*Textauszug:*
-.-.-

Wie kann ich um Hilfe bitten, wenn mir nichts fehlt: Ein Engel an meiner Tafel ist ein Film über das Erwachsenwerden. Darüber, „wie man ein Verhältnis zur Realität bekommt“, sagt die Regisseurin. Erzählt werden Kindheit und Jugend Janet Frames, einer der berühmtesten neuseeländischen Dichterinnen — eine Art Lehr- und Wanderjahre also. Aber der Film berichtet nicht von tragischen Ereignissen, vom Verlust der Unschuld oder vom Konflikt zwischen dem heranwachsenden Individuum und der Welt um es herum. Nicht, daß es keine Tragik, keinen Verlust, keinen Konflikt gäbe: nur hat all das bei Campion nichts Spektakuläres. Sie richtet ihr Augenmerk vielmehr auf das sogenannte Normale. Jane Campions Film zeigt das, was sonst im Kino weggelassen wird.

Zum Beispiel Kindheit. Man kennt sie sonst aus kurzen Rückblenden; Jane Campion widmet ihr den gesamten ersten Teil ihrer Filmtrilogie: eine Stunde lang nichts als Kindheit. Janet (Alexia Keogh und, etwas älter, Karen Fergusson) ist ein dickes, rothaariges Mädchen mit aufgetragenen Kleidern und einer immer verschnupften Stimme. Die Geschwister sind zahlreich, die Eltern arm, aber sie lieben ihre Kinder. Der Bruder hat epileptische Anfälle, die Lieblingsschwester will Filmstar werden, und das spanische Nachbarsmädchen tanzt Flamenco unter der Teppichstange. Mit ihrer Freundin beobachtet Janet die Schwester mit einem Jungen im Gebüsch und erzählt den Vorfall nichtsahnend beim Abendessen. Dabei benutzt sie das Wort „fuck“. Der Umgang mit der Freundin wird ihr ab sofort verboten. Sie gewinnt eine Auszeichnung in der Schule und darf im Athenäum die Bibliothek benutzen: Sie leiht sich Märchenbücher aus, liest Gedichte und bringt jedem Familienmitglied ein Buch mit.

Eine glückliche Kindheit. Trotz rigider Moral der Eltern und einer strengen Lehrerin. Die Freiheit von Janet, ihren Schwestern und Freundinnen können sie nicht nehmen. Ihr Lieblingsmärchen ist das von den zwölf Prinzessinnen, und sie leben in diesem Märchen. Die Erwachsenen sind ein Teil davon.

-.-.-

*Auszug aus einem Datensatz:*
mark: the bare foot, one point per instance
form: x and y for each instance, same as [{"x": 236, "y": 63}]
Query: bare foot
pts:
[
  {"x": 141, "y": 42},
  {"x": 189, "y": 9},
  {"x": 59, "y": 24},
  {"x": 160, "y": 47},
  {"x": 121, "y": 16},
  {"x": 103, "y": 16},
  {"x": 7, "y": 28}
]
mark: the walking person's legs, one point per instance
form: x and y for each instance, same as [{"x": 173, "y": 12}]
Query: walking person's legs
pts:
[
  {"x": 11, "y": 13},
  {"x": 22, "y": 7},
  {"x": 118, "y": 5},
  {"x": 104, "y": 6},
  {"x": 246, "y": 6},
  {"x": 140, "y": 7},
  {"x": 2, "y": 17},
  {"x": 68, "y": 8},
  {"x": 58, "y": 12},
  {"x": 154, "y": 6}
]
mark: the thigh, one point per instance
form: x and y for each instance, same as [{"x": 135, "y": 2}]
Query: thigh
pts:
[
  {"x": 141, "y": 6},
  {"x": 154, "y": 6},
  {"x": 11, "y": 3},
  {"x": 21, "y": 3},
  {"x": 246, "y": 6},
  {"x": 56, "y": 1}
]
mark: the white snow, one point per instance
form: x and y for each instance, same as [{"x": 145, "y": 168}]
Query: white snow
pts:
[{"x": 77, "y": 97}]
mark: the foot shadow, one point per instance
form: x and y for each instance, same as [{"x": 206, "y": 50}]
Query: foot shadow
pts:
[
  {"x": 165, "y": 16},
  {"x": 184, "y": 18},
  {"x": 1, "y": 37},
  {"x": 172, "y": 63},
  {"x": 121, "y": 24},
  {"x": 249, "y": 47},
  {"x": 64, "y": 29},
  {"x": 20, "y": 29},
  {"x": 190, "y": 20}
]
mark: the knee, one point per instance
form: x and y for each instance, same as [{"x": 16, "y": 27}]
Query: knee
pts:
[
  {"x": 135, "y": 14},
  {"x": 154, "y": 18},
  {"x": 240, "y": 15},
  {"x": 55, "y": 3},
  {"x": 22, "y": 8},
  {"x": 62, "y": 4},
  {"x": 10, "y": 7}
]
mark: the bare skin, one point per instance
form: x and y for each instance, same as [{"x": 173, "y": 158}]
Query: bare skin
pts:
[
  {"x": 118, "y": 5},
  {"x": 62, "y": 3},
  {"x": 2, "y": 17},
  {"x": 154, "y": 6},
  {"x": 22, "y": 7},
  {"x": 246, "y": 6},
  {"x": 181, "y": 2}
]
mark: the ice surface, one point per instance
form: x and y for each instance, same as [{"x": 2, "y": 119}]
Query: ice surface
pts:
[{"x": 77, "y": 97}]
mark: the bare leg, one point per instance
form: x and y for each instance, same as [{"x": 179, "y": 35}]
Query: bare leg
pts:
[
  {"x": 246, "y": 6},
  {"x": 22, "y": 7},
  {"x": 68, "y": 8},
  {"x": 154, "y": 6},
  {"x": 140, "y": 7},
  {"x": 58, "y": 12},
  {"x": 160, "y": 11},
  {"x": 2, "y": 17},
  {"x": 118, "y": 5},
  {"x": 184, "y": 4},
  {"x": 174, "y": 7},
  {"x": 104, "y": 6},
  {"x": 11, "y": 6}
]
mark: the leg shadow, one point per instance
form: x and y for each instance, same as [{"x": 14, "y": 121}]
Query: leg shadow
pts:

-.-.-

*Ihre Aufgaben:*
[1] Prüfen Sie, ob die folgenden Aussagen mit dem Textauszug übereinstimmen. Beantworten Sie jede mit Ja oder Nein und den ausschlaggebenden Worten des Textauszugs als wörtlichem Zitat.
(a) Jane Campion widmet der Kindheit den gesamten ersten Teil ihrer Filmtrilogie.
(b) Janets Eltern sind wohlhabend.
(c) Janets Lieblingsschwester will Tänzerin werden.
[2] Geben Sie den Abschnitt des Textauszugs zwischen „Eine glückliche Kindheit.“ und „ein Teil davon.“ einschließlich wörtlich wieder.
[3] Welches Märchen ist laut dem Textauszug Janets Lieblingsmärchen?

*Endgültige Antworten:*
[1]
(a) Ja: „Jane Campion widmet ihr den gesamten ersten Teil ihrer Filmtrilogie“
(b) Nein: „die Eltern arm“
(c) Nein: „die Lieblingsschwester will Filmstar werden“

[2]
Eine glückliche Kindheit. Trotz rigider Moral der Eltern und einer strengen Lehrerin. Die Freiheit von Janet, ihren Schwestern und Freundinnen können sie nicht nehmen. Ihr Lieblingsmärchen ist das von den zwölf Prinzessinnen, und sie leben in diesem Märchen. Die Erwachsenen sind ein Teil davon.

[3] Das Märchen von den zwölf Prinzessinnen.